== Excerpted records ==
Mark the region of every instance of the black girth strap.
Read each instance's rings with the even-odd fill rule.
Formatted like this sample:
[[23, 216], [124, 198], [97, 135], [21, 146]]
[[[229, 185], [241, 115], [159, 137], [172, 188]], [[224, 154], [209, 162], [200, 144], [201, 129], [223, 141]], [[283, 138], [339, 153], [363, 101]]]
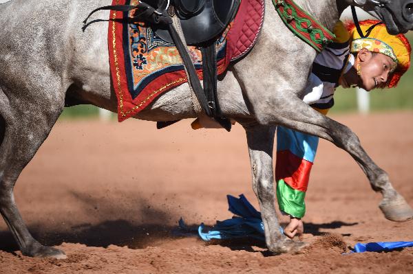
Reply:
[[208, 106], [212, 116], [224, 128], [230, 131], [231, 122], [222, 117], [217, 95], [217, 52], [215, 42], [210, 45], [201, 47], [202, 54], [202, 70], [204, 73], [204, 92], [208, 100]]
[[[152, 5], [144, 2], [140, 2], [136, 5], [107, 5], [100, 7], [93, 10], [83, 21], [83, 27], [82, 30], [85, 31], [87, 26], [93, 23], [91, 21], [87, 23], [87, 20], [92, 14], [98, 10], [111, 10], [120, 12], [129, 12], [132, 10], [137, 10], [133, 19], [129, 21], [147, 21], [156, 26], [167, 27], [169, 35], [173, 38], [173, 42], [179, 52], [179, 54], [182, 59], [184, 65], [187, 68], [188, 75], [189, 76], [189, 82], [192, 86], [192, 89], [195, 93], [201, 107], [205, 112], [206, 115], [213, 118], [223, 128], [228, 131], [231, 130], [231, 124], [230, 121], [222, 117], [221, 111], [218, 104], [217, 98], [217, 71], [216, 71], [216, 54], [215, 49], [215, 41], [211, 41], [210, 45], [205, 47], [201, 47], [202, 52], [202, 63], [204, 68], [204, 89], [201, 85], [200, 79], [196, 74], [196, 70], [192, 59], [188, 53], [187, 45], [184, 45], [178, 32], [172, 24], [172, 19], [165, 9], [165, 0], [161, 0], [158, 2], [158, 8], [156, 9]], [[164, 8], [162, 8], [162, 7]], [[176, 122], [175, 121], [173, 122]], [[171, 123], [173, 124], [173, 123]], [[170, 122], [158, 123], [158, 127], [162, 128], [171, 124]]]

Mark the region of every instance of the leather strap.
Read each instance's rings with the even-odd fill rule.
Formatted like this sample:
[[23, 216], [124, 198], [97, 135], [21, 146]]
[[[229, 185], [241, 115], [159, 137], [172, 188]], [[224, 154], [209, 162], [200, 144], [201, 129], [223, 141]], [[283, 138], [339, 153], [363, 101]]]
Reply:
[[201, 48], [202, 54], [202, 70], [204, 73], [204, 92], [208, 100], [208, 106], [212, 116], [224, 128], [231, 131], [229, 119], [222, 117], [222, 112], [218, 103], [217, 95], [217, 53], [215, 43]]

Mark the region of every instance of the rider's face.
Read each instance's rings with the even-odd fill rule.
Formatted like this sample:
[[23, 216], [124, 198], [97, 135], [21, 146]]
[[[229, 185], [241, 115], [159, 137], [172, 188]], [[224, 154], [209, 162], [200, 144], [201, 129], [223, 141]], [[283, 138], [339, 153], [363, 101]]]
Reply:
===
== Excerpted records ==
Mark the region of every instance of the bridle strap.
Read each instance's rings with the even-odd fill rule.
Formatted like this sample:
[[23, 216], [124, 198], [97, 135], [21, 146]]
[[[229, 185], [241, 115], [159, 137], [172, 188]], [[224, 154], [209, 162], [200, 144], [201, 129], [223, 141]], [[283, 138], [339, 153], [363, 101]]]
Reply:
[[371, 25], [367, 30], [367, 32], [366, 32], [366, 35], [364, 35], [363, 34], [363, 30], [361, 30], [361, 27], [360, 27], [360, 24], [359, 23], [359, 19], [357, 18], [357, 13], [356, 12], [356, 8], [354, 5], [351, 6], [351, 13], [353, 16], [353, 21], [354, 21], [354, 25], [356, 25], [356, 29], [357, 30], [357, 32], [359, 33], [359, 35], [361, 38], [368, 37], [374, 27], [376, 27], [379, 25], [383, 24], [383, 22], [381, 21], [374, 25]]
===
Please print the lines of the listing above word for word, starting at the line that contains "Mark the region of every instance of the black" and ending at the line that contains "92], [208, 100]]". Omit the pictures.

**Worked solution**.
Mark the region of every instance of the black girth strap.
Read each instance's rings with the even-odd fill rule.
Formatted like this sample:
[[23, 216], [124, 198], [97, 135], [21, 146]]
[[[229, 185], [241, 115], [159, 137], [172, 188]], [[224, 154], [209, 162], [200, 144], [201, 129], [223, 141]], [[283, 138], [339, 153], [363, 101]]]
Reply:
[[208, 106], [212, 116], [224, 128], [230, 131], [231, 122], [222, 117], [217, 95], [217, 52], [215, 42], [210, 45], [201, 47], [202, 54], [202, 70], [204, 73], [204, 92], [208, 100]]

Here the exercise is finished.